Copy the records below word for word, starting with the line that contains "Confirm that each instance of the pointed" and going on through the line that contains "pixel 250 78".

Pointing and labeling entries
— BEGIN —
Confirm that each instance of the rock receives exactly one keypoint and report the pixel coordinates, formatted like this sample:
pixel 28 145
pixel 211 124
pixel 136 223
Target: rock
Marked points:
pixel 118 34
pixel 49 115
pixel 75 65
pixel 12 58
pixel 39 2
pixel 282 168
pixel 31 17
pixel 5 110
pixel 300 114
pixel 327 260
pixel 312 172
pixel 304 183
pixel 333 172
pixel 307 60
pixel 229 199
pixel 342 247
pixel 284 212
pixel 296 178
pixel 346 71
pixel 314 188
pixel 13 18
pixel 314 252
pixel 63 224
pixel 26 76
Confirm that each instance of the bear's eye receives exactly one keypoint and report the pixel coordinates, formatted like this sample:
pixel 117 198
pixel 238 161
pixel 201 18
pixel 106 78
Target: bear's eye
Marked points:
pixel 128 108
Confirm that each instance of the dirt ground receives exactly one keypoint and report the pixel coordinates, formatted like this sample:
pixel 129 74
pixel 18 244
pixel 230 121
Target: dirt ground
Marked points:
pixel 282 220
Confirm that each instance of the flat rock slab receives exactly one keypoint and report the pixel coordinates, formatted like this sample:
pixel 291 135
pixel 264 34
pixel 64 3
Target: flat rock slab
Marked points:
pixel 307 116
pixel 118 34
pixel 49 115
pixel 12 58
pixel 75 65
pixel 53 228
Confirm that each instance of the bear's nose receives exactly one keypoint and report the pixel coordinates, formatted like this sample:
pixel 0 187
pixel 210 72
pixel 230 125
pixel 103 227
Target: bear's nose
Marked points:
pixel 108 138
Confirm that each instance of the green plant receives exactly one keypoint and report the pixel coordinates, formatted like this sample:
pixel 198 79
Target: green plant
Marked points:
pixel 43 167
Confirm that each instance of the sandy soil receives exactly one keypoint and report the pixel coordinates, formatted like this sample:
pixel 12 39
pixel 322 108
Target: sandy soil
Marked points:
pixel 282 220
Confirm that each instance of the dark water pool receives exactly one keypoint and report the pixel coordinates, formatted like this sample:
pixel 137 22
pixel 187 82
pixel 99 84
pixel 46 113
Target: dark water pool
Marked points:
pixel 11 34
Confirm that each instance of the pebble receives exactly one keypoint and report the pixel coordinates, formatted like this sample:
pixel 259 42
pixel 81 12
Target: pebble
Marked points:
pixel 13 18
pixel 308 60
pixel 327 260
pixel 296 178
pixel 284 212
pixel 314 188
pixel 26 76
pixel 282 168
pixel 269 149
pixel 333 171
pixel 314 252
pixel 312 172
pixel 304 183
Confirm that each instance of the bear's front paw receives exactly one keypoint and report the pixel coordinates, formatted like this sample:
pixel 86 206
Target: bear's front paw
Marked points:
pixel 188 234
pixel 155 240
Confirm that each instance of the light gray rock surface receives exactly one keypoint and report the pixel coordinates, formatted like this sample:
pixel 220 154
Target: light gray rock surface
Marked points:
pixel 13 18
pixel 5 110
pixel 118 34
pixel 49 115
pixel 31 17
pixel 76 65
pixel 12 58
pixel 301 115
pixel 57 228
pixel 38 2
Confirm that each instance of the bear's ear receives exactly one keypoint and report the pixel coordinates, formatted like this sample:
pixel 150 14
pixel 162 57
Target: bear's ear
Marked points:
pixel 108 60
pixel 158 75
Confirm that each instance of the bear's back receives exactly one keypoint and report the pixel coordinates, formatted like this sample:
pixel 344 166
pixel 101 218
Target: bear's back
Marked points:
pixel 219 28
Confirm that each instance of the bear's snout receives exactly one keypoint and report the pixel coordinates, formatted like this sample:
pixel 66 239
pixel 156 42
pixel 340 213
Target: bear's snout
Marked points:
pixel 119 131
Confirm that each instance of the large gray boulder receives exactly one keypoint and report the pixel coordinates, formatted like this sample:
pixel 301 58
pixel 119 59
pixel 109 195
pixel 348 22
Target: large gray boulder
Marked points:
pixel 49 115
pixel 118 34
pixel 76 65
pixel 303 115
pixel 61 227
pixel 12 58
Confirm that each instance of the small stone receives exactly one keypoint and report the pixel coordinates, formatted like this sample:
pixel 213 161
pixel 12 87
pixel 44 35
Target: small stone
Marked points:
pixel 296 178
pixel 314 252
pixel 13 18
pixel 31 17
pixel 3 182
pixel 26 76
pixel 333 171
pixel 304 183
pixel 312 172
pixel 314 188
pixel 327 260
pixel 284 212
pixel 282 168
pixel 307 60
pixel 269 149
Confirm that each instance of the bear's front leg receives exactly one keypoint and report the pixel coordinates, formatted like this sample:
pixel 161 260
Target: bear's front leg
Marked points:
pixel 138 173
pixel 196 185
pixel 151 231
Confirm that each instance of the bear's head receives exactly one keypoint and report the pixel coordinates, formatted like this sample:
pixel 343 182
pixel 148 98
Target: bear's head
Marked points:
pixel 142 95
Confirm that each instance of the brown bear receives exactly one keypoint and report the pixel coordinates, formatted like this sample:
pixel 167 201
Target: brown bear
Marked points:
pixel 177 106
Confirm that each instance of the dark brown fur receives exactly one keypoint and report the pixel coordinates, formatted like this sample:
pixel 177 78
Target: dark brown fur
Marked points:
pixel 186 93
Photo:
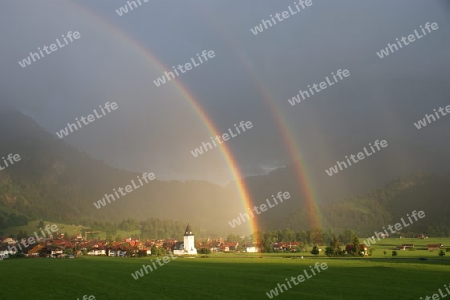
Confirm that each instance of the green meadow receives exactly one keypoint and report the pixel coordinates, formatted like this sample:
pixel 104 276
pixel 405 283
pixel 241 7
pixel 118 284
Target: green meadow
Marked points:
pixel 224 276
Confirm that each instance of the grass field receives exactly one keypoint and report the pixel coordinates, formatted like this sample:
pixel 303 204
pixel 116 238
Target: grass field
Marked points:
pixel 221 277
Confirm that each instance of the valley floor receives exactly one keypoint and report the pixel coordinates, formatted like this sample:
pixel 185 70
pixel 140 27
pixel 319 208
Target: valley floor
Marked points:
pixel 222 277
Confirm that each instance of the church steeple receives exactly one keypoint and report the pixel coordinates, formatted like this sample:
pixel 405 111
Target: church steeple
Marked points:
pixel 188 231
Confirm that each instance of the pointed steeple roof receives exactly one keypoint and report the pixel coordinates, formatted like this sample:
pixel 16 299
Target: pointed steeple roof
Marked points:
pixel 188 230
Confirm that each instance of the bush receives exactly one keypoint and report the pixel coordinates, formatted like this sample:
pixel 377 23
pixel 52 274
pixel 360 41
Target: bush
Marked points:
pixel 204 251
pixel 329 251
pixel 315 250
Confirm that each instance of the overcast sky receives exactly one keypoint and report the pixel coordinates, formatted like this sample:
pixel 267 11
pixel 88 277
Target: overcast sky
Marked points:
pixel 250 78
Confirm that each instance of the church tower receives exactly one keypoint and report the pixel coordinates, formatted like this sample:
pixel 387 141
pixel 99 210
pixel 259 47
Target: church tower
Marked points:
pixel 189 244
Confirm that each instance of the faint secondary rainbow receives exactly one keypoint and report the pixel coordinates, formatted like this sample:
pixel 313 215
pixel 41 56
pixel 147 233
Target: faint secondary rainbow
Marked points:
pixel 231 163
pixel 295 154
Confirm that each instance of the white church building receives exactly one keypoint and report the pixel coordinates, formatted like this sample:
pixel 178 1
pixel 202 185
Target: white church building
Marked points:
pixel 187 247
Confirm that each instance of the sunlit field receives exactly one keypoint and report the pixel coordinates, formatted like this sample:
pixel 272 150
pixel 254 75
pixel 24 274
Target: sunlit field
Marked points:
pixel 221 277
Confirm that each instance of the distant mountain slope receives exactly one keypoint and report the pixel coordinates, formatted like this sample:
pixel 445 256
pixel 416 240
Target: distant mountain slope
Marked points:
pixel 385 206
pixel 57 182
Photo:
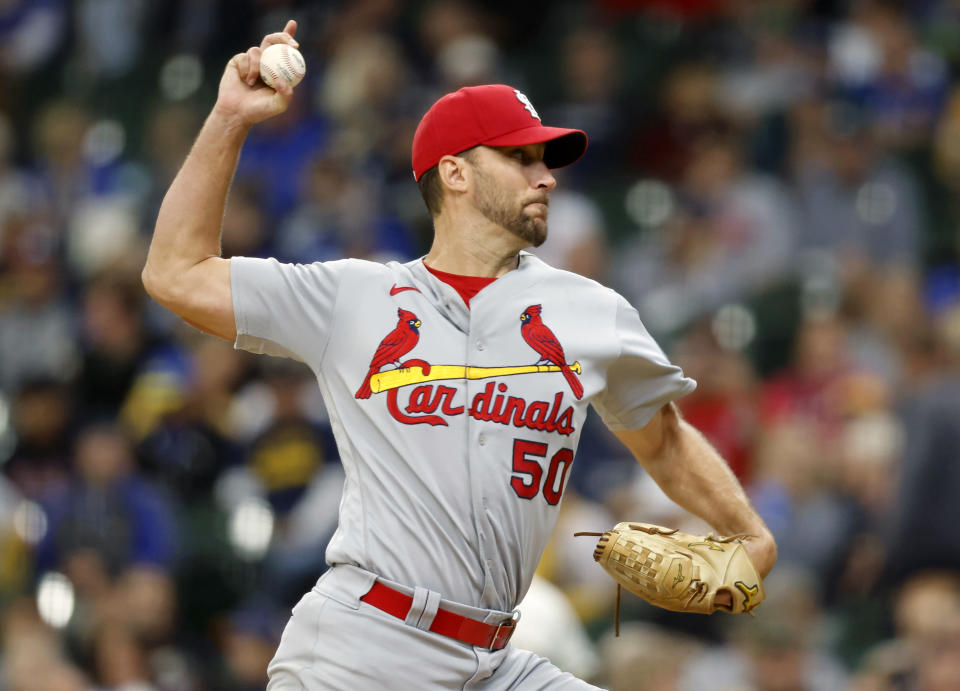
— END —
- **RESULT**
Confirm that each instance of the pointed steeple roof receives exactly one keypoint and report the pixel coordinates, formatted like this sample:
pixel 16 299
Target: pointed steeple roof
Marked points:
pixel 188 230
Confirm that each instance of the bush receives exactly one keypoint and report the pixel coordinates, formatted like this sample:
pixel 377 23
pixel 52 274
pixel 360 41
Target: bush
Marked points:
pixel 204 251
pixel 329 251
pixel 315 250
Confirm that each instance of the overcast sky receives exactly one keypoint and report the pixel coordinates, formatted like this sample:
pixel 267 11
pixel 88 277
Target: overcast sky
Marked points:
pixel 250 78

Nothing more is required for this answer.